### What you will do
Starting at the line that contains "The user would like to know where the apron", copy the material word for word through its last line.

### Records for processing
※

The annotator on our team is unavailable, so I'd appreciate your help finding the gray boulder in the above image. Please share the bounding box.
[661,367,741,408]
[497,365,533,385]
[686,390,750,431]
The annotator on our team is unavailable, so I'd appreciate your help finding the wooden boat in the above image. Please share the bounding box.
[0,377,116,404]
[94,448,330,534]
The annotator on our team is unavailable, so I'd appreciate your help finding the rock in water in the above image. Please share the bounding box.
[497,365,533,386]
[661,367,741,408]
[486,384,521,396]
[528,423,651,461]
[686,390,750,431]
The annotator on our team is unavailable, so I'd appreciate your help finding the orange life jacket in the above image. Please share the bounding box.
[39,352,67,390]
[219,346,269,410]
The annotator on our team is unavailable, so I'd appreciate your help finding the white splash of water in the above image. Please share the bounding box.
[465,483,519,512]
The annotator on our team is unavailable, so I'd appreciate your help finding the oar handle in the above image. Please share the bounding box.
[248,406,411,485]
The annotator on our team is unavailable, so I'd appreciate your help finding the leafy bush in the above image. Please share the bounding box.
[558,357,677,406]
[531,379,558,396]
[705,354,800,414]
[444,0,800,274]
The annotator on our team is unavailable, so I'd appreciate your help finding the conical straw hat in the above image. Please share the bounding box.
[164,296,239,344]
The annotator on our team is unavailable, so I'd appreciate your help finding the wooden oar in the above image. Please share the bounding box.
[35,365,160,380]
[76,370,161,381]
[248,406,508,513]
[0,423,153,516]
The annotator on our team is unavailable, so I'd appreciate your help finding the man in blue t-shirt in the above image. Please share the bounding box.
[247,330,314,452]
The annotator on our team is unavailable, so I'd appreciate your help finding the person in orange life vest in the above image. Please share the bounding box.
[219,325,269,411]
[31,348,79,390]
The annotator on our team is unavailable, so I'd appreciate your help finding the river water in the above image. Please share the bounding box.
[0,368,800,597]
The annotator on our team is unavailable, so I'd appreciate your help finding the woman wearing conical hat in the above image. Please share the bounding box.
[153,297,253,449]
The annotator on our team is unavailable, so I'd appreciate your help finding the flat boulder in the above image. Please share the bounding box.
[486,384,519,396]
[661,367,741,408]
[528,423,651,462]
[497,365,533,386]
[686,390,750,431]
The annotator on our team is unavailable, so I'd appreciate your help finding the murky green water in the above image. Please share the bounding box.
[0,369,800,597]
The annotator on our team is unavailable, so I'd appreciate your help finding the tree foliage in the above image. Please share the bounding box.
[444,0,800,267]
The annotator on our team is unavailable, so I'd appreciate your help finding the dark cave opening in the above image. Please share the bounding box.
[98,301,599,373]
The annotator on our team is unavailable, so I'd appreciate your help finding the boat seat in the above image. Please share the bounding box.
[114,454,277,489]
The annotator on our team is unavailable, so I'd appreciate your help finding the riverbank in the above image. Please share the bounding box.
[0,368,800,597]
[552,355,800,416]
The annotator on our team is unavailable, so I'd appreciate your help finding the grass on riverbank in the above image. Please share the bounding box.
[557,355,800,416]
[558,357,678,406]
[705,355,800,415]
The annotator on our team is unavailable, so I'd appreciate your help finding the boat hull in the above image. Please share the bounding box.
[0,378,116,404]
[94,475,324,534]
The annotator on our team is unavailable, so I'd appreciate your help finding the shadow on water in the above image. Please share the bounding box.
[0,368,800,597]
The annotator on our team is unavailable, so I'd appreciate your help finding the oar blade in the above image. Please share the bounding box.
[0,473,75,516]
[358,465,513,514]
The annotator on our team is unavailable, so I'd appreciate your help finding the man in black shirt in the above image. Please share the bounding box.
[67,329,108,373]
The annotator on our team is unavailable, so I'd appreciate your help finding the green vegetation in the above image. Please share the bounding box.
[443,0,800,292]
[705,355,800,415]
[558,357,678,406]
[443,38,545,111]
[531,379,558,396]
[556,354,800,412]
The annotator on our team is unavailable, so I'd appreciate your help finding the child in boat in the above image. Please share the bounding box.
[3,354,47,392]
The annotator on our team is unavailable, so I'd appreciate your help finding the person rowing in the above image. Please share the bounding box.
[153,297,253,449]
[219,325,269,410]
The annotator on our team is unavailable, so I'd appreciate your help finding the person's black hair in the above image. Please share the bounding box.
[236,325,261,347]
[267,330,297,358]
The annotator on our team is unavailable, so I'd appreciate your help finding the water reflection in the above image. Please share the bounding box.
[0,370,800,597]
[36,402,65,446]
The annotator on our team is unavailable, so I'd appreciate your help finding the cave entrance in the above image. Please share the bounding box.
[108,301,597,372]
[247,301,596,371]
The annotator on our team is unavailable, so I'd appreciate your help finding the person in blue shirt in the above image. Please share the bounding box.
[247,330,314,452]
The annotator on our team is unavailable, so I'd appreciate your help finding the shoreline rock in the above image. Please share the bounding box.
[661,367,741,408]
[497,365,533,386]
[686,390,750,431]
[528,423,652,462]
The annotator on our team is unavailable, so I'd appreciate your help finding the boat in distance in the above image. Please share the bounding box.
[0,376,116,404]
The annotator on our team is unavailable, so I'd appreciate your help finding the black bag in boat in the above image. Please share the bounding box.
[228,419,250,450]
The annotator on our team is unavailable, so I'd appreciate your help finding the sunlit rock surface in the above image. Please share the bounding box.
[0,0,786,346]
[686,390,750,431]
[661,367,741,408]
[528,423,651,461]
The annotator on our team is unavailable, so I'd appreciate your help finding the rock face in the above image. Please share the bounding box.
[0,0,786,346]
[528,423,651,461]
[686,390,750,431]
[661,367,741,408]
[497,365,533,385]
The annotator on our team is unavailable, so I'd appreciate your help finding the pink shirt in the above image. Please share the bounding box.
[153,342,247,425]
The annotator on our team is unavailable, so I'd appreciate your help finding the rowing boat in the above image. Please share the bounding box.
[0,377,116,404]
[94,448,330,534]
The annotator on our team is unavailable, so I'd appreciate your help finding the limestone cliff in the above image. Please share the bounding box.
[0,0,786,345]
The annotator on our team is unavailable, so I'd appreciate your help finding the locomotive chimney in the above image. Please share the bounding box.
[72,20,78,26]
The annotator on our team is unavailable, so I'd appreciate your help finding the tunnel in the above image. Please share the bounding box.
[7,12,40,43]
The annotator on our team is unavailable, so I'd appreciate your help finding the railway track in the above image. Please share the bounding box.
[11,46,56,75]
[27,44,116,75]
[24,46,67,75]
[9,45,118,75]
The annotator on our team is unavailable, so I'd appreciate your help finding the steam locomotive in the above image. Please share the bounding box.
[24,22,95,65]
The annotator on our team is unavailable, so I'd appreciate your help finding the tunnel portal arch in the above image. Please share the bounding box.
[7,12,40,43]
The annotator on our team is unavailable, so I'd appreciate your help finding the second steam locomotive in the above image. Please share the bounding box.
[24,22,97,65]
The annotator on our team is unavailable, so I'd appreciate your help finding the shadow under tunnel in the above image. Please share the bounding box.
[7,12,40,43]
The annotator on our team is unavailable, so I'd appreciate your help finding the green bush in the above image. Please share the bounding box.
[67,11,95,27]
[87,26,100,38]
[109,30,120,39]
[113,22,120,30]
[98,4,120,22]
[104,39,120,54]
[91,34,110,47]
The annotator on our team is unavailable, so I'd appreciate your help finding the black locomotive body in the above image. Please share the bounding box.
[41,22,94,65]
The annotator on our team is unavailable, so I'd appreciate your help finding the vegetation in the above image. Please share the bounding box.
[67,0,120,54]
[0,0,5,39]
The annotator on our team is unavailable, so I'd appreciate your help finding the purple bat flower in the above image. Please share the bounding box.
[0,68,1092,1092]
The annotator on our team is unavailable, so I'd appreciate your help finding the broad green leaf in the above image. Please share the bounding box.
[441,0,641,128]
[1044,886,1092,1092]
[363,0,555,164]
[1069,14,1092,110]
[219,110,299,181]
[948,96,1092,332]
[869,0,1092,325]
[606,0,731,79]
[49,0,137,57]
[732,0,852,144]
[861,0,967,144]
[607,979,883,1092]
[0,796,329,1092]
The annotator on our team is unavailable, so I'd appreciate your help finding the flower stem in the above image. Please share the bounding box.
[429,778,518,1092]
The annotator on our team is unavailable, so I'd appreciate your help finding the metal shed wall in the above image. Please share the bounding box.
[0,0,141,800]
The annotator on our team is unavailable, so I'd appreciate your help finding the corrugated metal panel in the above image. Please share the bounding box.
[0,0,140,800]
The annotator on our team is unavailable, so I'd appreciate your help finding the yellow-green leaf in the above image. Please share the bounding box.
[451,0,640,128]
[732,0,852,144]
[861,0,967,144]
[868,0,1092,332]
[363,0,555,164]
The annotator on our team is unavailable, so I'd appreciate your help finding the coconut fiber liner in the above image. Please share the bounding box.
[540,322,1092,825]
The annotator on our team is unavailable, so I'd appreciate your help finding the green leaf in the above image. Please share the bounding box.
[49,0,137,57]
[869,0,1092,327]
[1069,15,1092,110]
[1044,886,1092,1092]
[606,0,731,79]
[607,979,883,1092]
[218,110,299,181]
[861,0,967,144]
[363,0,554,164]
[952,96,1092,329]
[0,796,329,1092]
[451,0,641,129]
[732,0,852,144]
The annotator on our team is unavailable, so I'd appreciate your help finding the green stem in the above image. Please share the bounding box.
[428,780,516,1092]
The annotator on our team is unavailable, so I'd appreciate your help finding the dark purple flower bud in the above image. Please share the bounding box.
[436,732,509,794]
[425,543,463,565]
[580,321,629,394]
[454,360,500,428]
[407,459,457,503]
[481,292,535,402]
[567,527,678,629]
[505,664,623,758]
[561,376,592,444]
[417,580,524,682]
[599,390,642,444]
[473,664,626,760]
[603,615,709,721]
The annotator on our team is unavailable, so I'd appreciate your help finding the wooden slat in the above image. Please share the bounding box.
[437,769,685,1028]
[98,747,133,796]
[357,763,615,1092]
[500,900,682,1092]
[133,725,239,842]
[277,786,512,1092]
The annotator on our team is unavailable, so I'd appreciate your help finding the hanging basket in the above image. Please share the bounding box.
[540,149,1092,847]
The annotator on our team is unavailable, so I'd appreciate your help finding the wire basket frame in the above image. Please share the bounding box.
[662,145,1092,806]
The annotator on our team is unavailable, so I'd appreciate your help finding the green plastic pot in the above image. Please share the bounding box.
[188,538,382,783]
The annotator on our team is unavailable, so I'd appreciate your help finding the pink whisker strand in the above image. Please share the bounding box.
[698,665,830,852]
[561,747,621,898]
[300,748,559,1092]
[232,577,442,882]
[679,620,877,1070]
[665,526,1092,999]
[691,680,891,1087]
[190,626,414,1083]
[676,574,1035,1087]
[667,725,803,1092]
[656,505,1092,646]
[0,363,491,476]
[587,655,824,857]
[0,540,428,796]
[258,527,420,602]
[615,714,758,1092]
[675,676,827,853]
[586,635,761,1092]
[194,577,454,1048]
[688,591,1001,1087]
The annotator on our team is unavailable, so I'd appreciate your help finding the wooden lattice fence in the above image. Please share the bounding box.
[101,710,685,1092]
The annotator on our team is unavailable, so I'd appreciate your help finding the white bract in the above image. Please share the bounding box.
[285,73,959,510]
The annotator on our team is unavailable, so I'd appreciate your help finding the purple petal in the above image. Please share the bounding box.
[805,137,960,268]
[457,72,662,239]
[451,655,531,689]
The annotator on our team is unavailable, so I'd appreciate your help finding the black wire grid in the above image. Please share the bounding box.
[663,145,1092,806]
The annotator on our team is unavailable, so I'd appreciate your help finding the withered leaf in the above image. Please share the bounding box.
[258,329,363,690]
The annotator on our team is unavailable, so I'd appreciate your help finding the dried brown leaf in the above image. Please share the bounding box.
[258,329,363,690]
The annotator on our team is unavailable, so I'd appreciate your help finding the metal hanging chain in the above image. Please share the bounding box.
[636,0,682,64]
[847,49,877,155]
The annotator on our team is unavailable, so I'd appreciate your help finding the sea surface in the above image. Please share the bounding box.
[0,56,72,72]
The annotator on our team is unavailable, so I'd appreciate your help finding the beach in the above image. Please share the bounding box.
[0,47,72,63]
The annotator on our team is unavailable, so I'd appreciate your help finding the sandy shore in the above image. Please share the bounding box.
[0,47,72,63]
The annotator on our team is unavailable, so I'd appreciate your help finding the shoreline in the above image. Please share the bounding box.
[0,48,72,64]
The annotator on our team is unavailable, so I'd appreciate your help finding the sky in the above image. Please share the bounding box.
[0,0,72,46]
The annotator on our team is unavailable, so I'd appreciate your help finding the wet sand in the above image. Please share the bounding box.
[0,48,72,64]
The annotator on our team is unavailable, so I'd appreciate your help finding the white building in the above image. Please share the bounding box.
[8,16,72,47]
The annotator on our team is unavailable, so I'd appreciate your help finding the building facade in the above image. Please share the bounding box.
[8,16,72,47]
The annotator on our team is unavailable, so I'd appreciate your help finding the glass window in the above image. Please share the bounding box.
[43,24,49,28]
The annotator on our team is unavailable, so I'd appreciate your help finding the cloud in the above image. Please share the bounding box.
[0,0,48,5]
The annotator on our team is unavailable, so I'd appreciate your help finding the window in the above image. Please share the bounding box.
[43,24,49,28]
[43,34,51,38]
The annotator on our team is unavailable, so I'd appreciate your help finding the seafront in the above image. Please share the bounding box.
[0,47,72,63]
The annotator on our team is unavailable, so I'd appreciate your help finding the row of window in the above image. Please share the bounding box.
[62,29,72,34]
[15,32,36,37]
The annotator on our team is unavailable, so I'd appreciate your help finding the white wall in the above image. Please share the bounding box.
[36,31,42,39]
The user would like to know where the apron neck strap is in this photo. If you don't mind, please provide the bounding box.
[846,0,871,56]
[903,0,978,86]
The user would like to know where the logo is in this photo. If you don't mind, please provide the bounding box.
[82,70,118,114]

※

### Expected answer
The user would like to know where the apron neck strap is in this photo. If you don't mind, please provide the bounding box.
[846,0,871,56]
[903,0,978,86]
The user would like to know where the logo is in this photo. If you don't mind, please provide the bounding box.
[82,70,118,114]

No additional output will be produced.